Document excerpt —
Library models¶
Membrane equations¶
Library models are defined using the MembraneEquation
class. This is a subclass of
Equations
which is defined by a capacitance C and a sum of currents. The following instruction:
eqs=MembraneEquation(200*pF)
defines the equation C*dvm/dt=0*amp, with the membrane capacitance C=200 pF. The name of the membrane potential variable can be changed as follows:
eqs=MembraneEquation(200*pF,vm='V')
The main interest of this class is that one can use it to build models by adding currents to a membrane
equation. The Current
class is a subclass of Equations
which defines a current to be added
to a membrane equation. For example:
eqs=MembraneEquation(200*pF)+Current('I=(V0-vm)/R : amp',current_name='I')
defines the same equation as:
eqs=Equations('''
dvm/dt=I/(200*pF) : volt
I=(V0-vm)/R : amp
''')
The keyword current_name
is optional if there is no ambiguity, i.e., if there is only one variable
or only one variable with amp units. As for standard equations, Current
objects can be initialised with
a multiline string (several equations). By default, the convention for the current direction is the one for injected
current. For the ionic current convention, use the IonicCurrent
class:
eqs=MembraneEquation(200*pF)+IonicCurrent('I=(vm-V0)/R : amp')
Compartmental modelling¶
Compartmental neuron models can be created by merging several MembraneEquation
objects,
with the compartments
module. If soma
and dendrite
are two compartments defined as
MembraneEquation
objects, then a neuron with those 2 compartments can be created as follows:
neuron_eqs=Compartments({'soma':soma,'dendrite':dendrite})
neuron_eqs.connect('soma','dendrite',Ra)

Information provided —
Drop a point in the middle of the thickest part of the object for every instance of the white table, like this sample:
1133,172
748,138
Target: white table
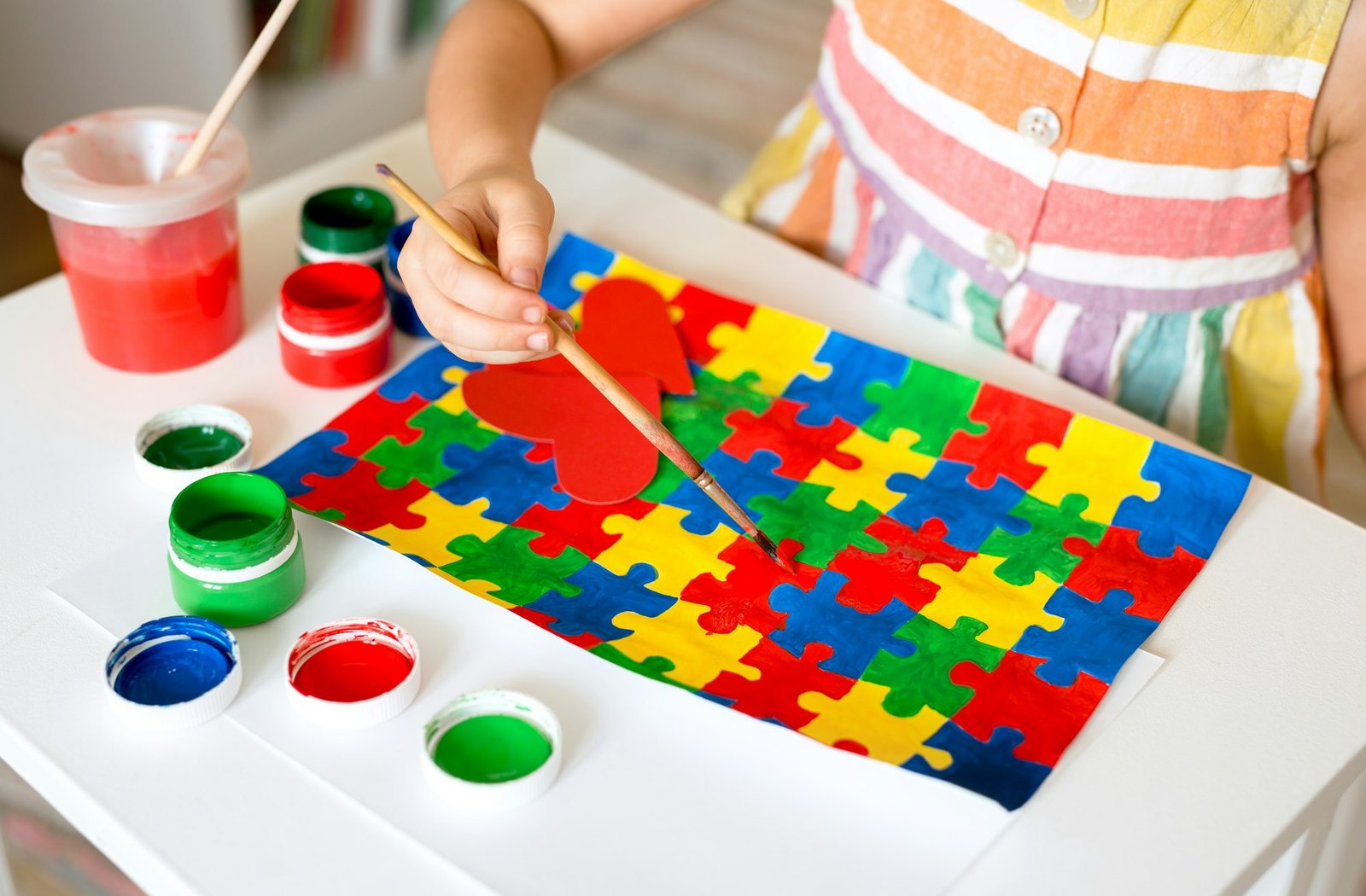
1247,734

Exercise brief —
In the library models documentation, when can the current_name keyword be left out of a Current definition, and why?

Solution below —
The current_name keyword can be omitted when there is no ambiguity about which variable is the current. That is the case when the Current has only one variable, or only one variable with amp units.